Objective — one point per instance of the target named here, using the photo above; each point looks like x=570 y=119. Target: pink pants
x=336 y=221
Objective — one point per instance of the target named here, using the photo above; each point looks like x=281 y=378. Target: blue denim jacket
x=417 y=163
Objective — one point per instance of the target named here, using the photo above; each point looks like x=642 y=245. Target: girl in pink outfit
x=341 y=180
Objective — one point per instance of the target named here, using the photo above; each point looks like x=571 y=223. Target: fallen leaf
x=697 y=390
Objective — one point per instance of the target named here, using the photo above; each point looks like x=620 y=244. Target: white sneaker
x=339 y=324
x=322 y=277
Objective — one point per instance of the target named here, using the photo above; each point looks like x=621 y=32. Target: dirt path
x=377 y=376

**What needs to be done:** Reproduce every record word for word.

**Result:**
Objective — one point per instance of the target named here, using the photo above; each point looks like x=570 y=119. Target: pink pants
x=336 y=221
Objective — one point per instance of the target named here, using the photo above; each point looks like x=281 y=378. Target: blue denim jacket
x=417 y=163
Objective — one point per instance of the target named here, using the photo above; each point looks like x=642 y=245. Target: girl in pink outfit
x=341 y=180
Objective — one point per instance of the target named here, using the photo above; each point looks like x=571 y=223. Target: fallen leaf
x=697 y=390
Objective — one point per instance of the target named here, using the photo above; each point looks like x=620 y=244. Target: white sneaker
x=339 y=324
x=322 y=277
Objective — one point per instance of the target named here, using the photo above; each point looks like x=621 y=32. Target: dirt path
x=377 y=376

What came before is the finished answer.